**SUPPLIED RECORDS:**
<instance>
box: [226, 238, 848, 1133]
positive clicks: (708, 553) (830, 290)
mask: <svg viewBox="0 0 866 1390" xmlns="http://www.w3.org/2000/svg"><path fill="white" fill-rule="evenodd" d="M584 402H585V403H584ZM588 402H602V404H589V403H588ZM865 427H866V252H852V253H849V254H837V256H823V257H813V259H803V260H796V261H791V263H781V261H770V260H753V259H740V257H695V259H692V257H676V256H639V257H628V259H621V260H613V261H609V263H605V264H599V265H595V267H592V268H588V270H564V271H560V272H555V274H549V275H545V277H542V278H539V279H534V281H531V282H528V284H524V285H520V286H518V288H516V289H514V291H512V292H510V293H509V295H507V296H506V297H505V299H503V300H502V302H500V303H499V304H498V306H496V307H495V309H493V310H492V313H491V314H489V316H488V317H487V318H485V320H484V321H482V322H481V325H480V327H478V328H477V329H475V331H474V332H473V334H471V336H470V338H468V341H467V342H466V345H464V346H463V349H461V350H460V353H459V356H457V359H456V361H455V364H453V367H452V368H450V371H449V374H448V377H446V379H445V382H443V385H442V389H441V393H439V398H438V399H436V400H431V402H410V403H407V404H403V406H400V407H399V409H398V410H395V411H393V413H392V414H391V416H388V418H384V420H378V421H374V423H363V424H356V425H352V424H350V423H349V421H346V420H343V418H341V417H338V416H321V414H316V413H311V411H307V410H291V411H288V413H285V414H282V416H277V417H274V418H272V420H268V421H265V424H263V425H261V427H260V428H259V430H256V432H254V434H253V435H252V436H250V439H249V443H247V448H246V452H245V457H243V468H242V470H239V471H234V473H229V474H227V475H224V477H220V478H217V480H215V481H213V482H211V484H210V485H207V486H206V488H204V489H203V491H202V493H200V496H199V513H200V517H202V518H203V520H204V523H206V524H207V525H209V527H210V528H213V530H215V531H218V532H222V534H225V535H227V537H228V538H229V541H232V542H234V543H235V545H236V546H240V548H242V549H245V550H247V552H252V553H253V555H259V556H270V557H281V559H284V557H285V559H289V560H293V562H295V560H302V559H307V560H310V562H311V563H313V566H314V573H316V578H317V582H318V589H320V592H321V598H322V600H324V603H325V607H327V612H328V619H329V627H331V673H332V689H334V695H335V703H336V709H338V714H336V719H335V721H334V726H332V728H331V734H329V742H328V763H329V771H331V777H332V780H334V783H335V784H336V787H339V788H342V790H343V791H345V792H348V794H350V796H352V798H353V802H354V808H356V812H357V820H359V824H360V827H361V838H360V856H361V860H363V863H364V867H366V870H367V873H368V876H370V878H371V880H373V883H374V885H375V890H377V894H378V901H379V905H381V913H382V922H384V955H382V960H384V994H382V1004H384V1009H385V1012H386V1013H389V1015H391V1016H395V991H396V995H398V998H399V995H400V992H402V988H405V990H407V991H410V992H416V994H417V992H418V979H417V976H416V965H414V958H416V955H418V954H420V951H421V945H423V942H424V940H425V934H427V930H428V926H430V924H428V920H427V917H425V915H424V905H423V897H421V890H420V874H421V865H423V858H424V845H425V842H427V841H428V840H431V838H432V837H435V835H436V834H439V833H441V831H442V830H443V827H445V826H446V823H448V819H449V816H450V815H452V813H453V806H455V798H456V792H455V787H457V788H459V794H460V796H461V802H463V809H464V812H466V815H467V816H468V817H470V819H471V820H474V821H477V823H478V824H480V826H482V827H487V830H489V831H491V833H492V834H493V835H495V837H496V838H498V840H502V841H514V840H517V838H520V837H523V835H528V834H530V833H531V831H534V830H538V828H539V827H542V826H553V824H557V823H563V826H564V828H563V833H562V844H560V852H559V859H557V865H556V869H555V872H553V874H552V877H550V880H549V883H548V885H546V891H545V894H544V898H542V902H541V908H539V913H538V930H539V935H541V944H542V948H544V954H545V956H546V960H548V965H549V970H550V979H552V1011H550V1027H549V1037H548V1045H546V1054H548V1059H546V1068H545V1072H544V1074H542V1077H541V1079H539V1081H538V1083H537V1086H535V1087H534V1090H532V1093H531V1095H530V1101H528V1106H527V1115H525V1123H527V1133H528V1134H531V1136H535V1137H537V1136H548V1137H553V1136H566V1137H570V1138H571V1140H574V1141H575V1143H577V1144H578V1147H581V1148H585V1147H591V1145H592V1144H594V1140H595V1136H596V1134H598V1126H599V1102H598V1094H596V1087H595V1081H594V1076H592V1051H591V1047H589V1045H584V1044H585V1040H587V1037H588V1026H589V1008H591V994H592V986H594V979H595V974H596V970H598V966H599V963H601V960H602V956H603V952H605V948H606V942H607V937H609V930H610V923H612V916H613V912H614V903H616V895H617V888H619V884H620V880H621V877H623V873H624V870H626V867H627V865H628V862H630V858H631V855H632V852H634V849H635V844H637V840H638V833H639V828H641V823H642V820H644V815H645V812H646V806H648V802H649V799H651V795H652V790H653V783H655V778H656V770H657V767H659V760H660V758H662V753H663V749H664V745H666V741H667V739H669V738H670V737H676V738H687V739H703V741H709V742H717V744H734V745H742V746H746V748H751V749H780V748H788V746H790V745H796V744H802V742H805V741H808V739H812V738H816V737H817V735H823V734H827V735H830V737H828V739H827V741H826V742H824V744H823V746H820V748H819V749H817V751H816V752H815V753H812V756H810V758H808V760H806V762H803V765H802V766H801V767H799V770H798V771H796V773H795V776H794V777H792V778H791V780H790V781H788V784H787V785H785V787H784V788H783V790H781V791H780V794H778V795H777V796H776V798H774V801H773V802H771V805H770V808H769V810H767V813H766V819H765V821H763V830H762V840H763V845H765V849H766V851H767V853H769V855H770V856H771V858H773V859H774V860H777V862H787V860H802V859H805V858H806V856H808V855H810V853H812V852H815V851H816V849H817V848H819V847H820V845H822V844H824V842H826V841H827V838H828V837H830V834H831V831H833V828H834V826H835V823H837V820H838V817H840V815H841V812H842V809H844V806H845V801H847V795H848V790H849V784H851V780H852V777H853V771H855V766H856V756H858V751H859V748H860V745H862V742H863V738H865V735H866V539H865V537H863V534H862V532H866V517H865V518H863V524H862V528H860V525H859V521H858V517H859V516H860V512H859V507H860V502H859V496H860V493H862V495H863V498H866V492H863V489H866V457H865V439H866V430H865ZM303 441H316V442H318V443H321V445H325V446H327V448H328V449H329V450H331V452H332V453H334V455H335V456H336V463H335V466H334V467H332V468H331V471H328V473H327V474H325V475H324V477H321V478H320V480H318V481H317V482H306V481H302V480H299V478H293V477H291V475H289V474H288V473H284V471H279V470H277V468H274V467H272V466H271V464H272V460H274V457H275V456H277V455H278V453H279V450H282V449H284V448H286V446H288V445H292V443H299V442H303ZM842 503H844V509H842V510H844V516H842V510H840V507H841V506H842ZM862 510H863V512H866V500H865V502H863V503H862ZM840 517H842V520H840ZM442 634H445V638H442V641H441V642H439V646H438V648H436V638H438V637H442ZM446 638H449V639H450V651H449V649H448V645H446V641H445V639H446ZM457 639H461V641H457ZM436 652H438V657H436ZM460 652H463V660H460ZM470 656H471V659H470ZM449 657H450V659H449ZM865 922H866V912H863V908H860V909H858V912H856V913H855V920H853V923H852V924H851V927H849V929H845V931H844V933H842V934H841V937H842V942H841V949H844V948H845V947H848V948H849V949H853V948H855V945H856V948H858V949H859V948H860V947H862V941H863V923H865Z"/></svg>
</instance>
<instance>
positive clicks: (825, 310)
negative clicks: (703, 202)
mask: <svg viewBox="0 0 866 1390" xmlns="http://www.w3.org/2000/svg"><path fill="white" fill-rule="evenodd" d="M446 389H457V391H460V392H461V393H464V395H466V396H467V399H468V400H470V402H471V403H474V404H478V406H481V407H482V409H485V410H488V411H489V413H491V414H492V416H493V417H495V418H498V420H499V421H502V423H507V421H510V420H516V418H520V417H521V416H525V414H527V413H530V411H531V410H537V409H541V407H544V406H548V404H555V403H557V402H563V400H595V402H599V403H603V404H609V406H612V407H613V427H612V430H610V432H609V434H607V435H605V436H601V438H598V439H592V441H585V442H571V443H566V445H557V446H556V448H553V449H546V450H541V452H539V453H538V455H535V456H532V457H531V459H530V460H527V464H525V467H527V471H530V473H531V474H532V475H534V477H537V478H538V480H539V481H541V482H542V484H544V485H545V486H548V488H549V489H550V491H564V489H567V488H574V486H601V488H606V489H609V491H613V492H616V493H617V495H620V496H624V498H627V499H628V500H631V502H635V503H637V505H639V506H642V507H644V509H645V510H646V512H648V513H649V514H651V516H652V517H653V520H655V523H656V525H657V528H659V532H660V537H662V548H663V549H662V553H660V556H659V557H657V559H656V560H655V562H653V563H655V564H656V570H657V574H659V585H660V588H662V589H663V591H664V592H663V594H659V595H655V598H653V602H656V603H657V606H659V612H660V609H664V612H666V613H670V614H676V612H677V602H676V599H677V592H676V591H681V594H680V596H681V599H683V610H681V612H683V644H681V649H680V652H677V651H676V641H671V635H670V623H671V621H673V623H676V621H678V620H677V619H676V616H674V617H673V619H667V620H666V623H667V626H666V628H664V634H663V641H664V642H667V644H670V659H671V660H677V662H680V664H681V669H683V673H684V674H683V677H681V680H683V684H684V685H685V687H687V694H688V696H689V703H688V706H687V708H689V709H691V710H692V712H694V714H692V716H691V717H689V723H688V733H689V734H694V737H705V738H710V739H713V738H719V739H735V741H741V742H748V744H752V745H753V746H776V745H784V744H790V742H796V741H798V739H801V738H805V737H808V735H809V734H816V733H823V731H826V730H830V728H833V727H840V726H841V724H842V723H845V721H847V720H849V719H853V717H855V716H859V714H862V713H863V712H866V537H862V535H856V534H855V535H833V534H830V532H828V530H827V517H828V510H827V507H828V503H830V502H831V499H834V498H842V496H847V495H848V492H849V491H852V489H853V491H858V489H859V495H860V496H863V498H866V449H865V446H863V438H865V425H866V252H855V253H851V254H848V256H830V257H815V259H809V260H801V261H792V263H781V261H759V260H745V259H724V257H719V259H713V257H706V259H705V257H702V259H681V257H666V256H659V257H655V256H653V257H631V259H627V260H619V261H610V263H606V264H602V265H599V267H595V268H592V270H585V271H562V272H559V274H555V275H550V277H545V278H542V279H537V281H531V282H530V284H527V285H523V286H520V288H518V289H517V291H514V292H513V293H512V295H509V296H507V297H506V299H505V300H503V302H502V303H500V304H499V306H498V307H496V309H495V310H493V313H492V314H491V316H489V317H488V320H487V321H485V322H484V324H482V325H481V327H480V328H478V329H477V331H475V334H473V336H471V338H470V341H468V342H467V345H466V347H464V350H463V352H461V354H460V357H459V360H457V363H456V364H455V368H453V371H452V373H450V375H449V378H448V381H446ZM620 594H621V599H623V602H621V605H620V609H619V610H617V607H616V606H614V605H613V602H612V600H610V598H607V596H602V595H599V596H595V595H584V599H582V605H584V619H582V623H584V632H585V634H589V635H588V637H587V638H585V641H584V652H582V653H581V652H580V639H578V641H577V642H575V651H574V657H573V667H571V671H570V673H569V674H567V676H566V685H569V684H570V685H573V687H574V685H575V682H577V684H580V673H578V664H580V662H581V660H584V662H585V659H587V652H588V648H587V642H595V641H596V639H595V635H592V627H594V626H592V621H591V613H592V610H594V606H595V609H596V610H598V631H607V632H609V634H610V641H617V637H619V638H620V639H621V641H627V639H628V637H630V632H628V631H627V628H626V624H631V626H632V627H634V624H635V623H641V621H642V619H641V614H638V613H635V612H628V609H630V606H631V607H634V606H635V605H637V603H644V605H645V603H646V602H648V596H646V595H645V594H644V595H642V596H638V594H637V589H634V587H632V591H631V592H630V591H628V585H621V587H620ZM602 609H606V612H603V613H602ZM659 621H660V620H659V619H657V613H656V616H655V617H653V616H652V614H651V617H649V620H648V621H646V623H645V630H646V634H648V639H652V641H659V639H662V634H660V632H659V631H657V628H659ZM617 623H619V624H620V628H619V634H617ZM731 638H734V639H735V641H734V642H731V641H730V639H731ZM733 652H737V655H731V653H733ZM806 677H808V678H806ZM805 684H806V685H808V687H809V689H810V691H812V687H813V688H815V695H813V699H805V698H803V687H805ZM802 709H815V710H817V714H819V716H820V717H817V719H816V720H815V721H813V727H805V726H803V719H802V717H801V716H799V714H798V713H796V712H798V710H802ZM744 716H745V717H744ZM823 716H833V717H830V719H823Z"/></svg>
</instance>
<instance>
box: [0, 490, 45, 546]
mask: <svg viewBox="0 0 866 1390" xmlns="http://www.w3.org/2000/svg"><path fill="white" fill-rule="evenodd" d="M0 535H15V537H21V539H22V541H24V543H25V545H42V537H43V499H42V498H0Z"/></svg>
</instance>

**REQUIREMENT:** Print the records from their first line through the line containing "positive clicks: (708, 553) (830, 290)", keeping each line exactly as it stands.

**ANSWER FOR THIS EXERCISE:**
<instance>
box: [226, 238, 848, 1133]
positive clicks: (708, 553) (830, 290)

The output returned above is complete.